▶ PROBLEMA BREVE
Por favor, copia solo las líneas de los registros que empiezan en la que contiene "Where can the stone bridge" y terminan tras la que contiene "(1094, 200)", cambiando "shrub" por "bush" y dejando todo lo demás igual.

**** LOS DATOS ****

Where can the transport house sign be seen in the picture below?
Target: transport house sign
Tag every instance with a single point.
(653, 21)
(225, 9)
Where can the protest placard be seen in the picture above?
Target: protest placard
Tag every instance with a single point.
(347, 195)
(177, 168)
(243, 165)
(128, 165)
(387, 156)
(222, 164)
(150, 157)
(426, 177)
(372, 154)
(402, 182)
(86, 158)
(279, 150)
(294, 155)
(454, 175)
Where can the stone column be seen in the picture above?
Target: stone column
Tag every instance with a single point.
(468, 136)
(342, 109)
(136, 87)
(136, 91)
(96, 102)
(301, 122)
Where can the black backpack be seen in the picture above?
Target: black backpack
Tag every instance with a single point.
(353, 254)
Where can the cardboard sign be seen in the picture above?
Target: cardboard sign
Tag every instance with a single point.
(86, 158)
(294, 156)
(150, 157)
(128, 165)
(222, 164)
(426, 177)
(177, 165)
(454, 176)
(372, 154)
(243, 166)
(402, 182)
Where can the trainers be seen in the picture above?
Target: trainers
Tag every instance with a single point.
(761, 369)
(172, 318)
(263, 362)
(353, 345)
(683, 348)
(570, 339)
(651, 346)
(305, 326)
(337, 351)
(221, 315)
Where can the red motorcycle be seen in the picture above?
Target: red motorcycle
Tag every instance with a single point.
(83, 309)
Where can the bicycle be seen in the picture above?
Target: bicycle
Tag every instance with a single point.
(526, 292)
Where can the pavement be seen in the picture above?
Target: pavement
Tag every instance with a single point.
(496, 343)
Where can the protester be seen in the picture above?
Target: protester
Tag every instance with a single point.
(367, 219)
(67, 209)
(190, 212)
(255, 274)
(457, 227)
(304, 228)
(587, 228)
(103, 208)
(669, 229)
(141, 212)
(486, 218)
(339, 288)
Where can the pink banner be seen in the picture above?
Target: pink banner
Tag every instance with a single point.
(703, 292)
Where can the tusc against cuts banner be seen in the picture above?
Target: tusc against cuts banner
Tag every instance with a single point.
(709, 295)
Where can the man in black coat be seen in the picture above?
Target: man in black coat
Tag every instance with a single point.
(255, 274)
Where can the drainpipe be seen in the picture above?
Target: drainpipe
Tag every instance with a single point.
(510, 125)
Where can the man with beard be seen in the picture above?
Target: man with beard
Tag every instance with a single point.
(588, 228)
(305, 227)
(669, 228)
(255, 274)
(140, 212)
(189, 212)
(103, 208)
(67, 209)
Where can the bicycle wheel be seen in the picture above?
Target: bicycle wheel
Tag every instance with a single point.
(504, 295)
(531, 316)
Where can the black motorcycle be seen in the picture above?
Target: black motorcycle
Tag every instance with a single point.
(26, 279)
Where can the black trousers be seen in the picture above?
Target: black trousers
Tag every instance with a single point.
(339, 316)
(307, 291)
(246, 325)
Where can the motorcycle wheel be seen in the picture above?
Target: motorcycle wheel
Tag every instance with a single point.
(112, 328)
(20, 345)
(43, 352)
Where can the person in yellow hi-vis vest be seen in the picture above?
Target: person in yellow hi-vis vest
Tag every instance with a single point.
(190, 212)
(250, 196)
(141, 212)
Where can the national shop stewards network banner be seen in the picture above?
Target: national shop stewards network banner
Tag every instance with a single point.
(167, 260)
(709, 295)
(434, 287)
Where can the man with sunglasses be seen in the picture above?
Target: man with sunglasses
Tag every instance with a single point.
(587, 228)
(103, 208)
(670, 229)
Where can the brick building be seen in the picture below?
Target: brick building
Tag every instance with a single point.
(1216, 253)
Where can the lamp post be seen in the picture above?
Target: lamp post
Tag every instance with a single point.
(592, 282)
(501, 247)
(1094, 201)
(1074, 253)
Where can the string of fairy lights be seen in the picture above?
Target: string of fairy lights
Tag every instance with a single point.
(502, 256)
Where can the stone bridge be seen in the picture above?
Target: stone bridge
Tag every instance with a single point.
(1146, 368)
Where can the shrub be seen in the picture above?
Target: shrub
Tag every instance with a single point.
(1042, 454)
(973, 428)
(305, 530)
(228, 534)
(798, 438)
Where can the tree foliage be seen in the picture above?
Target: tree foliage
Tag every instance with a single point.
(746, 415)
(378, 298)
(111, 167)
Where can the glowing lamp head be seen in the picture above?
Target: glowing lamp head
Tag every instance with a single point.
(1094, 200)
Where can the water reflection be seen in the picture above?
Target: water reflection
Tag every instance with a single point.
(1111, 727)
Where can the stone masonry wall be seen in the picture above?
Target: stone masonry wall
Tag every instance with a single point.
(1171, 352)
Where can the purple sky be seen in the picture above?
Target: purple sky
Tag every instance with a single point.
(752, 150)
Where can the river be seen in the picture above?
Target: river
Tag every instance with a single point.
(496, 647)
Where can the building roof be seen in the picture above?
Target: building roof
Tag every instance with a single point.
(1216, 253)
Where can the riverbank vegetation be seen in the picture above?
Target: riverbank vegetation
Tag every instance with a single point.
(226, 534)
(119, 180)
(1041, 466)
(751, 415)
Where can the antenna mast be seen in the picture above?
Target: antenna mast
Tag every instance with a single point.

****

▶ RESPUESTA
Where can the stone bridge be seen in the picture above?
Target: stone bridge
Tag every instance with a single point.
(1146, 368)
Where can the bush be seen in the picture above?
Target: bush
Tag every instance with a single point.
(1042, 454)
(973, 428)
(305, 530)
(228, 534)
(798, 438)
Where can the tree foliage be seen in the picture above?
Target: tree foliage
Tag every instance with a single point.
(746, 415)
(378, 298)
(111, 167)
Where can the glowing lamp head be seen in the picture above?
Target: glowing lamp head
Tag every instance with a single point.
(1094, 200)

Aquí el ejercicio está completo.